TASK STATEMENT> Your task is to transcribe all of the records exactly and leave out the pictures.
*** AVAILABLE RECORDS ***
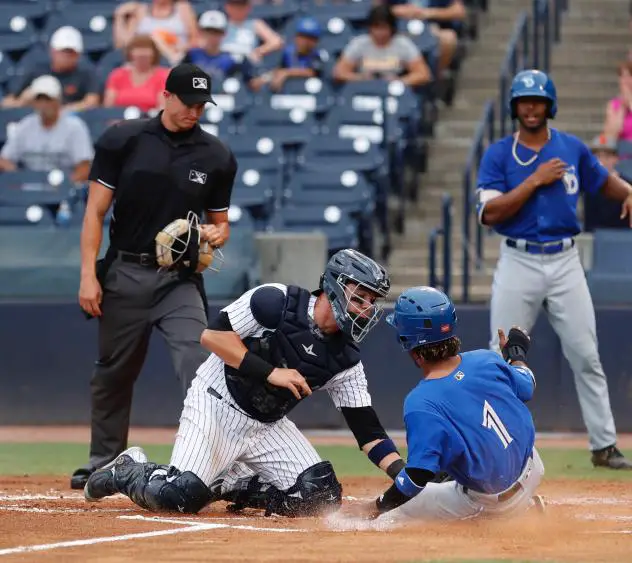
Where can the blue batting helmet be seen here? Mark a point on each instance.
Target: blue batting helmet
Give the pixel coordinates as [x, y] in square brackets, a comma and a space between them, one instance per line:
[533, 84]
[423, 315]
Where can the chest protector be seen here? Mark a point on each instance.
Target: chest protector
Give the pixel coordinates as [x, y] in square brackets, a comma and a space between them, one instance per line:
[292, 345]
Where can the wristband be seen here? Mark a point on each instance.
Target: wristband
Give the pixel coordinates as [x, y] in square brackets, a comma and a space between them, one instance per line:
[255, 367]
[381, 450]
[394, 468]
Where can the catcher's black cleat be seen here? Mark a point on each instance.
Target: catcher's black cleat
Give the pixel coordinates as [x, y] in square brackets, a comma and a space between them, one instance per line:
[80, 477]
[102, 484]
[611, 458]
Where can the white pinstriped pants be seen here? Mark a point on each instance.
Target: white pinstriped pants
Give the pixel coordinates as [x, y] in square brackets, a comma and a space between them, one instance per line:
[217, 440]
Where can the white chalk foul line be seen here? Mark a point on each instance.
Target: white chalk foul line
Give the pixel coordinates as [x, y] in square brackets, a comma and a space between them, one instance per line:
[186, 526]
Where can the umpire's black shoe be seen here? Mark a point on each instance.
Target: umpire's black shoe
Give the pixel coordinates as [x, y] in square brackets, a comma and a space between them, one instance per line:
[80, 477]
[611, 458]
[101, 483]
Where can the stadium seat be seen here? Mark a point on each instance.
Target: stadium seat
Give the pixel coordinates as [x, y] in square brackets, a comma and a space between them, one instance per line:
[311, 94]
[8, 118]
[32, 216]
[240, 270]
[288, 127]
[610, 278]
[339, 228]
[355, 12]
[341, 154]
[336, 32]
[94, 21]
[347, 189]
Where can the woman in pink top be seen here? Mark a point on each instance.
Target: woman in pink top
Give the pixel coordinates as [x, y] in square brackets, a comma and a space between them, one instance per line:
[618, 124]
[141, 81]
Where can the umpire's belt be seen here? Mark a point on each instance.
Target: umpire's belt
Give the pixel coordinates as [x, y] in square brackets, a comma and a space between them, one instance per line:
[144, 259]
[541, 247]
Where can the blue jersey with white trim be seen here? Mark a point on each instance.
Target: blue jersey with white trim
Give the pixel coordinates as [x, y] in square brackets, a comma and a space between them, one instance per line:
[551, 212]
[473, 423]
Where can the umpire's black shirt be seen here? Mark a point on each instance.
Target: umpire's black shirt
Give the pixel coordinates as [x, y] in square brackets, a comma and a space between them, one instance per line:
[159, 176]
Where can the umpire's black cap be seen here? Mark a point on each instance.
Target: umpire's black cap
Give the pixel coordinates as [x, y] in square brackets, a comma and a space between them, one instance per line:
[190, 83]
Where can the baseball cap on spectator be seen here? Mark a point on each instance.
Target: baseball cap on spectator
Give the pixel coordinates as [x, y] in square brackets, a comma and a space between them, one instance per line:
[213, 19]
[46, 85]
[190, 83]
[309, 27]
[67, 37]
[603, 143]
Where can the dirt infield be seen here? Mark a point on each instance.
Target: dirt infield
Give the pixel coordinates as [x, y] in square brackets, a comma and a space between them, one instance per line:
[40, 520]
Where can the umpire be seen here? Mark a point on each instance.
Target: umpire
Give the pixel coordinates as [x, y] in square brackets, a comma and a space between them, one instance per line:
[154, 171]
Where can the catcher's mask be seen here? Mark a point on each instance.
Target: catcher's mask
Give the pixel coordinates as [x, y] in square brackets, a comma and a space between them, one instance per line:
[179, 244]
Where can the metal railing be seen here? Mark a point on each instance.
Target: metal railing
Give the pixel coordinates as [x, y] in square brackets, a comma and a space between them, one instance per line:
[529, 47]
[444, 232]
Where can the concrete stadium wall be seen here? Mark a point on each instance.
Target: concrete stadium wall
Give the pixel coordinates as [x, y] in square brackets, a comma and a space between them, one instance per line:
[47, 352]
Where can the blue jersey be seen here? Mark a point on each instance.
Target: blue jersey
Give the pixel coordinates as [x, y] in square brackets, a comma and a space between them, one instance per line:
[222, 65]
[551, 213]
[473, 424]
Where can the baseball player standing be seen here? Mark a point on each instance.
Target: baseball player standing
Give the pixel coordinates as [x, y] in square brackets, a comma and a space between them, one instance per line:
[154, 171]
[494, 463]
[270, 348]
[528, 185]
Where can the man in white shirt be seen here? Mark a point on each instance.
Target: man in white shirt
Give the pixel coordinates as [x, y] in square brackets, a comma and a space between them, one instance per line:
[48, 138]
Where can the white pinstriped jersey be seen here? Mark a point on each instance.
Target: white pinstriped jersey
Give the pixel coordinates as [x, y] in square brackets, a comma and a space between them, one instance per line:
[346, 389]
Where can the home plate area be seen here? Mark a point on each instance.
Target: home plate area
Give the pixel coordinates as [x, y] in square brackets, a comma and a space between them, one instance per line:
[41, 520]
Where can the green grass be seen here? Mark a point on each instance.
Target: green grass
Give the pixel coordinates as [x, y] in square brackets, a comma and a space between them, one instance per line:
[62, 459]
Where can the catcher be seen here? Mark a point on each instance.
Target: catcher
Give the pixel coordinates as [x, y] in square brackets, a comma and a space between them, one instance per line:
[160, 175]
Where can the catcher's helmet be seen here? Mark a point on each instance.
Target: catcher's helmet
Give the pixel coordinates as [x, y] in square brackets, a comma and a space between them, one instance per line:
[423, 315]
[533, 84]
[350, 266]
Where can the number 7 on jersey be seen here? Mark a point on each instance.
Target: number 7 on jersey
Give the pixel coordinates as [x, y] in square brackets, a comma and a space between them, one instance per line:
[492, 421]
***
WORKED SOLUTION>
Where can the blue batting helmet be seen here? Mark a point on each instance.
Target: blue batting helmet
Give the pixel coordinates as [x, y] in square brackets, a comma and a space between them, one instance per line:
[533, 84]
[423, 315]
Where can the chest protector be seen here? Mark a point on each instance.
Target: chest protector
Give the pixel coordinates as [x, y] in square brackets, a comma and a space between them, one instance per line:
[292, 345]
Where can the wristband be seen here? Mark a point on each instance.
Target: wristband
Give the pixel coordinates as [x, y] in square brackets, a comma and a space between them, one instance per line:
[255, 367]
[381, 450]
[394, 468]
Where can the catcher's black cleat be seen here? Mark a point on each instance.
Target: catcher's black cleat
Give the pixel coordinates as [x, y] in square brackets, a comma and a space between them, one instance per line:
[80, 477]
[102, 484]
[611, 458]
Where can the white pinstriped pants be seen here? Mark a point on each instance.
Target: white pinstriped pants
Give the pixel coordinates as [x, y] in square brackets, a comma and a space between them, one instance per line:
[217, 440]
Where can the white chalk foul line be seen here? Mark a point on each instance.
Target: white chalk foul line
Give the pixel coordinates as [x, y] in square brackets, a comma and a space between them, one instance per line:
[186, 526]
Where can the umpire's black shoe be seen here? Mark a point on each instance.
Target: umpire's black shoe
Give the pixel coordinates as [x, y] in square brackets, a comma and a space between them, one instance per line:
[80, 477]
[611, 458]
[101, 483]
Where can the stadium seat be seen here? Mark a point on each instance.
Target: stadium seat
Give the pixel coordinates as [x, y] in square brackets, a comma and a space between them, one instance per line:
[311, 94]
[8, 118]
[32, 216]
[240, 270]
[288, 127]
[610, 278]
[339, 228]
[355, 12]
[341, 154]
[336, 32]
[94, 21]
[347, 189]
Where can the woman in pink top be seen here? Mark a point on each instance.
Target: woman in pink top
Give the pixel coordinates as [x, y] in square brackets, a comma and a space between them, one instance per line:
[618, 124]
[141, 81]
Where can the umpire's belt be seen here? Mark a point on each instance.
Target: umpire's belt
Give the pixel coordinates as [x, y] in square brackets, a comma and a space between them, one instance per line:
[144, 259]
[541, 247]
Where can the blue jersey with white trim be seen here? Mark a point on each instance.
Target: blue jersey with white trim
Give the pixel coordinates as [x, y] in square brackets, a comma and a space between them, one instance per line:
[551, 212]
[473, 423]
Where can the umpire's black shirt be seen here? Mark a point on each instance.
Target: umpire's black shirt
Give the pixel coordinates as [x, y] in square brackets, a comma and a space between them, one instance per line:
[159, 176]
Where can the umpire's black cap be seen here? Mark a point on each instance.
Target: umpire's black cap
Give the pixel coordinates as [x, y] in square brackets, a comma and a space between them, one instance per line:
[190, 83]
Where can the baseball cap on spectator be seen here? Mark a point on each instance.
Target: baseball cap on spectator
Give the pixel coordinates as [x, y] in square brackets, a comma and a space between them, one instance per line:
[213, 19]
[46, 85]
[190, 83]
[309, 27]
[67, 37]
[603, 143]
Where can the dirt infield be seen here? Mark a point on each instance.
Target: dirt infield
Give the pixel coordinates as [x, y] in square brackets, a comma and a space between them, one instance per line:
[40, 520]
Where can the umpire be seen here? Mark a point on each instance.
Target: umpire
Give the pixel coordinates as [x, y] in square brackets, a comma and a space between them, one instance per line:
[154, 171]
Where can the catcher's mask be seen here? Mark a point on each instance.
Target: catcher's mask
Give the pixel coordinates as [x, y] in square brackets, a comma and a space between them, one instance per line:
[179, 244]
Where can the metal railing be seen here? Mark a point on each instance.
Target: metal railing
Give the pixel coordinates as [x, y] in square brackets, a comma and a space between them, one instance per line:
[529, 47]
[444, 232]
Where can the concrete stadium wall be seen here? Mark a point on each instance.
Target: concrete stadium wall
Give the pixel coordinates as [x, y] in square brackets, a comma and a space between them, one instance per line:
[47, 352]
Where can the blue jersey be seen here? Mark a point on each instance.
Target: blue jersey
Give the pixel coordinates as [x, y] in square brackets, a comma and a space between them, one instance per line:
[222, 65]
[551, 213]
[473, 424]
Where can the baseball player standing be seen here? Mark a point on each instance.
Target: baseball player standing
Give the pixel coordinates as [x, y] in square brackets, a comma and a space between them, one instance per line:
[154, 171]
[494, 463]
[270, 348]
[528, 185]
Where can the man in white shirt be seen here? Mark a point on each instance.
Target: man in white shirt
Give the pixel coordinates as [x, y] in square brackets, a comma and a space between them, one instance per line:
[48, 138]
Where can the white pinstriped jersey be seen here? Mark a point on each instance.
Target: white pinstriped jersey
Give the pixel coordinates as [x, y] in square brackets, a comma and a space between them, one instance per line:
[346, 389]
Where can the home plate area be seen here? Mark a point on each instance.
Target: home plate area
Give the pixel coordinates as [x, y] in square brackets, a comma and a space between them, one instance per line:
[41, 520]
Where can the green grass be seen here? Mark a point on each instance.
Target: green grass
Give the pixel coordinates as [x, y] in square brackets, a comma and a space between them, one instance per line:
[62, 459]
Where can the catcher be seen here? Mark a point on each instance.
Target: catcher
Give the pixel coordinates as [x, y] in square brackets, a comma and a space between them, one instance per line:
[160, 175]
Where can the catcher's helmet be seen here? Mark a point on each instance.
Target: catcher's helmet
Give the pixel coordinates as [x, y] in square brackets, a comma and a space between them, one instance per line:
[423, 315]
[533, 84]
[350, 266]
Where can the number 7 on jersey be seen here? Mark a point on each instance.
Target: number 7 on jersey
Give the pixel coordinates as [x, y] in square brackets, a comma and a space between them, one instance per line:
[492, 421]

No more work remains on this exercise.